*EXERCISE AIM:*
Please reproduce every record exactly as written, leaving out the pictures.

*RECORD EXCERPTS:*
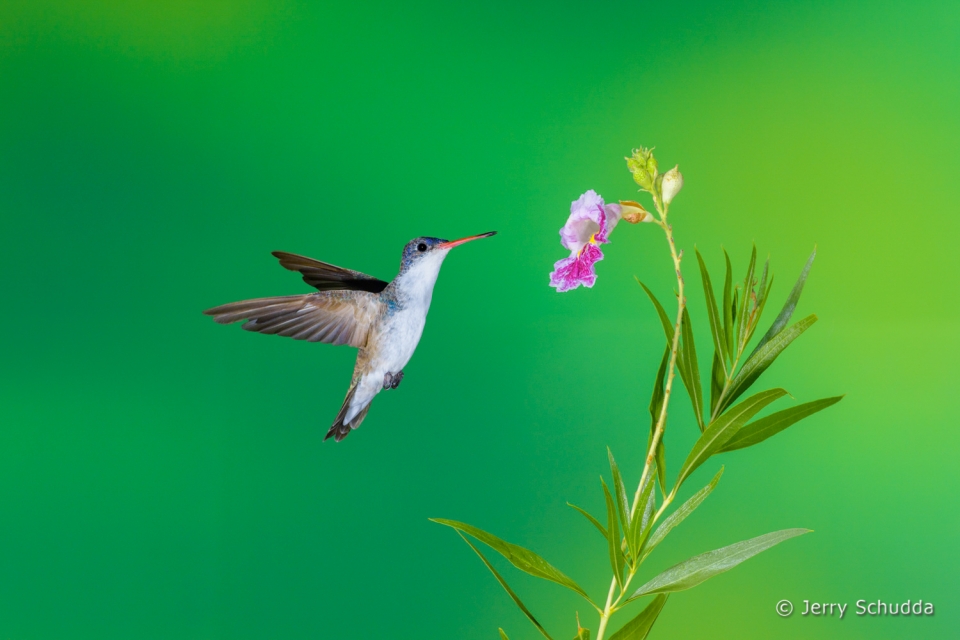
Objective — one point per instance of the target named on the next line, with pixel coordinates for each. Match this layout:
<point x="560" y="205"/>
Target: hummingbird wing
<point x="327" y="277"/>
<point x="333" y="317"/>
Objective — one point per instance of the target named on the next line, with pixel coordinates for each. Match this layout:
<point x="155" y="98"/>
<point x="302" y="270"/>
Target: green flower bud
<point x="633" y="212"/>
<point x="643" y="166"/>
<point x="671" y="185"/>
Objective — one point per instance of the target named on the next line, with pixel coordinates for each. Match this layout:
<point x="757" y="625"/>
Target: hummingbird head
<point x="421" y="261"/>
<point x="432" y="250"/>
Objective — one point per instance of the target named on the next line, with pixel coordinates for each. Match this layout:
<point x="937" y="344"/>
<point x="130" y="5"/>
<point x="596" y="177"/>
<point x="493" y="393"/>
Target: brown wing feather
<point x="327" y="277"/>
<point x="332" y="317"/>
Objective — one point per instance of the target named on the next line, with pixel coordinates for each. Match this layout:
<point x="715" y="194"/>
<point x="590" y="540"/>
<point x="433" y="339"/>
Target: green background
<point x="162" y="476"/>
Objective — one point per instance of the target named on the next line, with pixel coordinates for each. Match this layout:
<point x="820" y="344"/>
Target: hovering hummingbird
<point x="383" y="320"/>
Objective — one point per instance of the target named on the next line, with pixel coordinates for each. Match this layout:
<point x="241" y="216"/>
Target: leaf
<point x="763" y="292"/>
<point x="728" y="306"/>
<point x="680" y="515"/>
<point x="697" y="569"/>
<point x="506" y="587"/>
<point x="718" y="378"/>
<point x="788" y="307"/>
<point x="761" y="429"/>
<point x="743" y="316"/>
<point x="689" y="370"/>
<point x="521" y="558"/>
<point x="656" y="406"/>
<point x="623" y="506"/>
<point x="639" y="627"/>
<point x="593" y="521"/>
<point x="723" y="428"/>
<point x="762" y="359"/>
<point x="613" y="536"/>
<point x="641" y="513"/>
<point x="664" y="319"/>
<point x="716" y="320"/>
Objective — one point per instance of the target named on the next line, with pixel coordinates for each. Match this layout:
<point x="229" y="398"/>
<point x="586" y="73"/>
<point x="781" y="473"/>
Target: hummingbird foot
<point x="392" y="380"/>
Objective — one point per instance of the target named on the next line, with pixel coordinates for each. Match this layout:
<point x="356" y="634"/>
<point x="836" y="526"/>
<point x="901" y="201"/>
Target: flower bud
<point x="643" y="166"/>
<point x="633" y="212"/>
<point x="671" y="185"/>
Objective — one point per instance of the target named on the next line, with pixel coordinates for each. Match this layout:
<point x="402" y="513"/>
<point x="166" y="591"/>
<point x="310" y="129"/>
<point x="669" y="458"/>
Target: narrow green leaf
<point x="506" y="587"/>
<point x="697" y="569"/>
<point x="743" y="315"/>
<point x="761" y="300"/>
<point x="593" y="521"/>
<point x="788" y="307"/>
<point x="656" y="406"/>
<point x="718" y="378"/>
<point x="639" y="627"/>
<point x="728" y="306"/>
<point x="623" y="505"/>
<point x="689" y="370"/>
<point x="680" y="515"/>
<point x="664" y="319"/>
<point x="613" y="536"/>
<point x="734" y="311"/>
<point x="642" y="513"/>
<point x="716" y="320"/>
<point x="761" y="429"/>
<point x="521" y="558"/>
<point x="723" y="428"/>
<point x="757" y="363"/>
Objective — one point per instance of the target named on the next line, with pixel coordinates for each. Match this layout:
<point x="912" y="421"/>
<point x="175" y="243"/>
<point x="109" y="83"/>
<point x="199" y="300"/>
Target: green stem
<point x="611" y="605"/>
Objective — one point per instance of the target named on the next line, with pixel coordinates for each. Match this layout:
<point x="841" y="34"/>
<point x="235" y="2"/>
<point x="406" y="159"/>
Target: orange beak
<point x="454" y="243"/>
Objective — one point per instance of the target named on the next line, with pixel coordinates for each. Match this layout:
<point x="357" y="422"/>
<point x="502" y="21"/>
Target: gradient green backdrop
<point x="164" y="477"/>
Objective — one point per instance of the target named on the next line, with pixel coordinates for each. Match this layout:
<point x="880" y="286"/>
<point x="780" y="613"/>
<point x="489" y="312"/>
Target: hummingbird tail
<point x="340" y="430"/>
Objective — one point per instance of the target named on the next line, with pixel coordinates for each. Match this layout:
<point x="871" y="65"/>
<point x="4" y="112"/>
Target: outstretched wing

*SOLVED PROBLEM:*
Objective — one point per instance of the target named on the next line, with pixel coordinates for each. Match this layout:
<point x="560" y="205"/>
Target: hummingbird wing
<point x="327" y="277"/>
<point x="333" y="317"/>
Objective — one point per instance of the target named on the next line, with pixel coordinates for each. Match this layout:
<point x="155" y="98"/>
<point x="302" y="270"/>
Target: green flower bud
<point x="633" y="212"/>
<point x="643" y="166"/>
<point x="671" y="185"/>
Objective — one point per instance of the target named on the next line, with pixel coordinates for each. Match this layout:
<point x="757" y="625"/>
Target: hummingbird head
<point x="421" y="261"/>
<point x="432" y="250"/>
Objective — one point per instance of the target named on the next line, with pixel coordinates for each. Match this layout:
<point x="937" y="344"/>
<point x="130" y="5"/>
<point x="596" y="177"/>
<point x="493" y="393"/>
Target: brown wing feather
<point x="327" y="277"/>
<point x="332" y="317"/>
Objective — one point per instance of the target named on the next line, with pixel coordinates for each. Match this layout:
<point x="715" y="194"/>
<point x="590" y="540"/>
<point x="433" y="339"/>
Target: green background
<point x="162" y="476"/>
Objective — one point per instance of the target named on the next line, with pixel coordinates for each. Match this layout:
<point x="820" y="344"/>
Target: hovering hummingbird
<point x="383" y="320"/>
Objective — one point per instance of the target named on the next line, with pixel coordinates for each. Match this layout:
<point x="241" y="216"/>
Target: leaf
<point x="763" y="292"/>
<point x="728" y="306"/>
<point x="680" y="515"/>
<point x="697" y="569"/>
<point x="506" y="587"/>
<point x="718" y="378"/>
<point x="788" y="307"/>
<point x="761" y="429"/>
<point x="743" y="316"/>
<point x="689" y="370"/>
<point x="521" y="558"/>
<point x="656" y="406"/>
<point x="623" y="506"/>
<point x="639" y="627"/>
<point x="593" y="521"/>
<point x="723" y="428"/>
<point x="762" y="359"/>
<point x="613" y="536"/>
<point x="641" y="513"/>
<point x="664" y="319"/>
<point x="716" y="320"/>
Objective — one point per instance of the target named on the next line, with pixel coordinates for each. Match this layout:
<point x="229" y="398"/>
<point x="586" y="73"/>
<point x="781" y="473"/>
Target: hummingbird foot
<point x="392" y="380"/>
Objective — one point per instance of the target named on the next line, with pixel coordinates for each. Match this layout:
<point x="356" y="634"/>
<point x="836" y="526"/>
<point x="901" y="201"/>
Target: flower bud
<point x="643" y="166"/>
<point x="633" y="212"/>
<point x="671" y="185"/>
Objective — one point per instance of the target named on the next line, with pixel coordinates for each. Match this layout:
<point x="402" y="513"/>
<point x="166" y="591"/>
<point x="310" y="129"/>
<point x="669" y="458"/>
Target: narrow green leaf
<point x="506" y="587"/>
<point x="697" y="569"/>
<point x="743" y="315"/>
<point x="761" y="300"/>
<point x="593" y="521"/>
<point x="788" y="307"/>
<point x="656" y="406"/>
<point x="718" y="378"/>
<point x="639" y="627"/>
<point x="728" y="306"/>
<point x="623" y="505"/>
<point x="689" y="370"/>
<point x="680" y="515"/>
<point x="664" y="319"/>
<point x="613" y="536"/>
<point x="734" y="311"/>
<point x="642" y="513"/>
<point x="716" y="320"/>
<point x="761" y="429"/>
<point x="521" y="558"/>
<point x="723" y="428"/>
<point x="757" y="363"/>
Objective — one point per instance of the target named on the next line, with pixel coordinates for each. Match this layout:
<point x="912" y="421"/>
<point x="175" y="243"/>
<point x="109" y="83"/>
<point x="199" y="300"/>
Target: green stem
<point x="611" y="605"/>
Objective — one point per instance of the target named on the next line, with pixel coordinates for each. Match this layout:
<point x="841" y="34"/>
<point x="235" y="2"/>
<point x="406" y="159"/>
Target: orange beak
<point x="454" y="243"/>
Objective — one point per instance of the target named on the next line, with pixel coordinates for each. Match this layout:
<point x="357" y="422"/>
<point x="502" y="21"/>
Target: gradient green backdrop
<point x="164" y="477"/>
Objective — one point per instance of the target named on the next line, with pixel coordinates for each. Match this layout:
<point x="880" y="286"/>
<point x="780" y="613"/>
<point x="489" y="312"/>
Target: hummingbird tail
<point x="340" y="430"/>
Objective — one point per instance of the target named on the next line, with pixel coordinates for each. Match this layout:
<point x="871" y="65"/>
<point x="4" y="112"/>
Target: outstretched wing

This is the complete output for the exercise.